**What you need to do:** Where the records below show a line containing "the green sleeveless", start copying; end with the line containing "Annotation task: tag one point per instance of the black track", and copy it too.

**Provided data:**
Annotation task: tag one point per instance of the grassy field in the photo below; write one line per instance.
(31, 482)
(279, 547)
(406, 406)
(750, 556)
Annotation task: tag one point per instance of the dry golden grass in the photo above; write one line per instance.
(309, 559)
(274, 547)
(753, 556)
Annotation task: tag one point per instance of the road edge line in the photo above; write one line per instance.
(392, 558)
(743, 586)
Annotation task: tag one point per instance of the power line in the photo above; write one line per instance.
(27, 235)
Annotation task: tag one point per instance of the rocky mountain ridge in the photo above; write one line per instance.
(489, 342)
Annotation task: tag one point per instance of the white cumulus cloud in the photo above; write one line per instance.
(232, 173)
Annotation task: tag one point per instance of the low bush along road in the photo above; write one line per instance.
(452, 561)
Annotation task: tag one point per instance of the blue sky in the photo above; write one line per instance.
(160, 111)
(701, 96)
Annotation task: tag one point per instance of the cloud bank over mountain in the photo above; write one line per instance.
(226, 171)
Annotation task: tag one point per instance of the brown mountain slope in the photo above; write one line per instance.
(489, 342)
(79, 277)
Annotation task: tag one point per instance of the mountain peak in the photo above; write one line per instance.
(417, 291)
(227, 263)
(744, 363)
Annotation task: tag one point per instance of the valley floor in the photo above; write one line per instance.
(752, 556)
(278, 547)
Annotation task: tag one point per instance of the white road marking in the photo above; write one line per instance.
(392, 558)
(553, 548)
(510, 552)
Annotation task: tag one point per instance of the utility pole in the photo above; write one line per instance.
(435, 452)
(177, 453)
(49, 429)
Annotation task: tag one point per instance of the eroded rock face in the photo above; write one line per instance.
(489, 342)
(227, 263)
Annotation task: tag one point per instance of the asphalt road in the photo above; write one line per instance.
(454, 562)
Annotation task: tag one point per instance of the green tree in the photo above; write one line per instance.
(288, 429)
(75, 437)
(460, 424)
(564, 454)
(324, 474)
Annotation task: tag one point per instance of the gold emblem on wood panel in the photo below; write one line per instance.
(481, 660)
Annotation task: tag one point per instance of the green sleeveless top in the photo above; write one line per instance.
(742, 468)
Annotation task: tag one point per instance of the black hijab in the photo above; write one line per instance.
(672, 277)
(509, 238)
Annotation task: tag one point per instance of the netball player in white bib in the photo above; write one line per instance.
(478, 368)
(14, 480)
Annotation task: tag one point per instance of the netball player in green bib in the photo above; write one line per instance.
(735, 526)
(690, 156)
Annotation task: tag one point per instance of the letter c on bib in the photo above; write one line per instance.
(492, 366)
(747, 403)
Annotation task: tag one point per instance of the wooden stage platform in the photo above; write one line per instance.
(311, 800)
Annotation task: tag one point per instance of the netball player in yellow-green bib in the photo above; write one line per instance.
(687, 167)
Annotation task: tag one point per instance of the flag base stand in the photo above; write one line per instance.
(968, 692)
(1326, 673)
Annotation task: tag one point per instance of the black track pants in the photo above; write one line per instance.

...

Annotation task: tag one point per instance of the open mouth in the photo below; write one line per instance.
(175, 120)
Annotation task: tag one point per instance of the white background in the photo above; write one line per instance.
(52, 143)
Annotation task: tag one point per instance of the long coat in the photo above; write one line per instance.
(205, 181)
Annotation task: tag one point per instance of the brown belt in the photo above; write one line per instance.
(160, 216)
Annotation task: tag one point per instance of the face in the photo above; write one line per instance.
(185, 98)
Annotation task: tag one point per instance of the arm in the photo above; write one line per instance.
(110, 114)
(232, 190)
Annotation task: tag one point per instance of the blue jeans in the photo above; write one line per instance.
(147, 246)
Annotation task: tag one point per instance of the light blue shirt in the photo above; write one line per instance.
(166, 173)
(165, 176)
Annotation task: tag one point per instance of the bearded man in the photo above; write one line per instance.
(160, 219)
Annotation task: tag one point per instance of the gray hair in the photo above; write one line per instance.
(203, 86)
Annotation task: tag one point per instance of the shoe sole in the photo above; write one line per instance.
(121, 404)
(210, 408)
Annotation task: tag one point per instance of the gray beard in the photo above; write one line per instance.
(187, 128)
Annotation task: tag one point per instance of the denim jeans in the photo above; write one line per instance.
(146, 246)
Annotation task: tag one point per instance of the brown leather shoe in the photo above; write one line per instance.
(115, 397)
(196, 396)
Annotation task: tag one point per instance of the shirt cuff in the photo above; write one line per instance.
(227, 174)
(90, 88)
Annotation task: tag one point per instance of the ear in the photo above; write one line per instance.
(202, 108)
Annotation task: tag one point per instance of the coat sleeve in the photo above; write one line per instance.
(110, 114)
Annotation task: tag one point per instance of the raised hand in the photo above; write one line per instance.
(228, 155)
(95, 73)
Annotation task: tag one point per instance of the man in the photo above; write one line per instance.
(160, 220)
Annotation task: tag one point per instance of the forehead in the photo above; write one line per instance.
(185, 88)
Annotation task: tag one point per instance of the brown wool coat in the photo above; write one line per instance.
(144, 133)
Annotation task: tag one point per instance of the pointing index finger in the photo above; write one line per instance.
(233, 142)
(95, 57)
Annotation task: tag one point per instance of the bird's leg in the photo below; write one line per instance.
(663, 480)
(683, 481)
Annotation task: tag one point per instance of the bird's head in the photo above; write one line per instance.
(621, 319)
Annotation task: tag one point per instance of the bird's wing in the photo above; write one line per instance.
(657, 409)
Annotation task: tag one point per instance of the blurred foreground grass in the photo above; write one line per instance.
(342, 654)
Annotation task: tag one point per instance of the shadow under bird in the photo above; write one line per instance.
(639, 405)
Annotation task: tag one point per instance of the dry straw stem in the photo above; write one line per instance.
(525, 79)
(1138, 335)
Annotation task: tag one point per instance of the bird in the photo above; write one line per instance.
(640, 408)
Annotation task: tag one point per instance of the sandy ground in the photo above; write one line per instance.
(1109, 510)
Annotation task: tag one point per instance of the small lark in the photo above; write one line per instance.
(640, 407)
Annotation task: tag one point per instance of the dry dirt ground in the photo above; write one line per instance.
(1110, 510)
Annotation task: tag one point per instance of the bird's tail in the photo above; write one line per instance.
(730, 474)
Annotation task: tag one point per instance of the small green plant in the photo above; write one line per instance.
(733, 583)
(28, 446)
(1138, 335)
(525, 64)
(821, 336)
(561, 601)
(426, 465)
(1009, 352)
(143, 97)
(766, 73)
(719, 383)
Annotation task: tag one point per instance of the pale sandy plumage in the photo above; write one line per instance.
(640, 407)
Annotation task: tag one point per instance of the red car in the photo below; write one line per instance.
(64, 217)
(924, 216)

* * *

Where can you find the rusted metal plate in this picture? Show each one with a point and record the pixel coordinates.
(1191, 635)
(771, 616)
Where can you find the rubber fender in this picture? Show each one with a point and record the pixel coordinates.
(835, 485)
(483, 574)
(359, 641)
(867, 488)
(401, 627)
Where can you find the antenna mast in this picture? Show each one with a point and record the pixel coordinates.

**Response:**
Annotation task: tag one point per instance of the green sleeveless top in the photo above; write one line per instance.
(742, 468)
Annotation task: tag one point per instance of the black hijab in the photo above; write one line per instance.
(672, 277)
(509, 238)
Annotation task: tag one point per instance of the netball player in white bib in the photo above; write one line per instance.
(478, 368)
(14, 480)
Annotation task: tag one point per instance of the netball player in green bib in the photo above; write one line per instance.
(735, 526)
(690, 156)
Annotation task: tag one point per instance of the letter c on bib in the photo above; write one line per instance.
(492, 366)
(747, 403)
Annotation task: tag one point per instance of the wooden stage platform in the photo above; write one line per instance.
(311, 800)
Annotation task: tag one point per instance of the netball player in yellow-green bib in the photo above; write one line per instance.
(687, 167)
Annotation task: tag one point per instance of the flag base stand in the photo above; write one line per instance.
(968, 692)
(1326, 673)
Annotation task: tag one point per instance of the black track pants in the photo above; write one line per instance.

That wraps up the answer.